TEXT PASSAGE:
---
Re: threaded/forking server and distributed objects
Re: threaded/forking server and distributed objects
- Subject: Re: threaded/forking server and distributed objects
- From: email@hidden
- Date: Thu, 13 Jul 2006 15:35:00 +1000
Sorry to rain on your parade, but forking in a Cocoa app is a big no-
no. Chris Kane explained January last year:
SUBJECT: continuing after fork() (Re: Problems with NSTimer and
NSRunLoop/CFRunLoop)
FROM : Chris Kane
DATE : Wed Jan 12 05:10:46 2005
You cannot continue executing the child process of a fork() for
executables which link with any Apple libraries(*) (directly or
indirectly) and want to use that functionality on the child side of
the
fork(), without a paired execve() in the child. That is, if you want
to fork() and have the child continue to run and use Apple libraries,
the child must execve() and "continue" from main().
The problem is that fork() does not actually replicate all kernel
resources (and perhaps other bits I don't know about) from the parent
process into the child, but it does replicate memory. Thus there can
be code which thinks everything is happy because the memory holding
handles to kernel resources looks like it is initialized and whatnot,
but the kernel resources are missing underneath.
Sprinkling checks all over to see if the resource handle is good "in
case a fork() has happened since the last check" would be laborious
and
in some cases expensive in some hot code paths, when continuing after
fork() is actually not very common. So the checks are left out.
---
Excerpts from a pointing dataset:
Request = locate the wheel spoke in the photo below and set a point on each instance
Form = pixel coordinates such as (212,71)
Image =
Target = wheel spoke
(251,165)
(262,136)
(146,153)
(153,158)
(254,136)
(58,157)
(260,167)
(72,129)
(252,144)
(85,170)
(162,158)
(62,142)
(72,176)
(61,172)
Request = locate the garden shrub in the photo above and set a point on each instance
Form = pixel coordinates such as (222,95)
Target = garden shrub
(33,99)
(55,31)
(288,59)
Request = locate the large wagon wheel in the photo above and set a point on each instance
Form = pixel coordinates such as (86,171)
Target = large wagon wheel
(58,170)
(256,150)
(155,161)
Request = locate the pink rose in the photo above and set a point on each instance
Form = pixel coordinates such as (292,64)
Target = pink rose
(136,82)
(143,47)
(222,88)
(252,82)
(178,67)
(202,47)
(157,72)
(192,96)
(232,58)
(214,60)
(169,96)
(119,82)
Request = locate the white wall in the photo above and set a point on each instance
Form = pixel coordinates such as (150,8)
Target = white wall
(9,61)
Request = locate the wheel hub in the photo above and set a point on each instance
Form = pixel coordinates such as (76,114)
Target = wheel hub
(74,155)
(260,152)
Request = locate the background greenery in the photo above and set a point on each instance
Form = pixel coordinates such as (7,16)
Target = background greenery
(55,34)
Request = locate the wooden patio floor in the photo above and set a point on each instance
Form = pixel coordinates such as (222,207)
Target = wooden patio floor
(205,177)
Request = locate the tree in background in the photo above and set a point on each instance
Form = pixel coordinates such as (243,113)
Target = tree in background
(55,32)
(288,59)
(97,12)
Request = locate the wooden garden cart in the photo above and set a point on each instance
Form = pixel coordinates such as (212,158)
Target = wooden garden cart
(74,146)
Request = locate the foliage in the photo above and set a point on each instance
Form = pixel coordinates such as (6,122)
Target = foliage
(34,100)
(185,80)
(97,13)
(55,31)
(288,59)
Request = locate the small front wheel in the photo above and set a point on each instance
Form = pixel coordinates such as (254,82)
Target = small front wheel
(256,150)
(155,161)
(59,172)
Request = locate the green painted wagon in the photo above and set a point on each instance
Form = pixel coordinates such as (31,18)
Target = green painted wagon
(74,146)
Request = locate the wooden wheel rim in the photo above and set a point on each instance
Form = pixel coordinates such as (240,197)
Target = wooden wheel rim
---
GIVEN INSTRUCTION: In the mailing list post about forking in a Cocoa app, print the part that opens with the words containing "Sprinkling checks all" and closes with "are left out.".

OUTPUT OF THE TASK:
Sprinkling checks all over to see if the resource handle is good "in
case a fork() has happened since the last check" would be laborious
and
in some cases expensive in some hot code paths, when continuing after
fork() is actually not very common. So the checks are left out.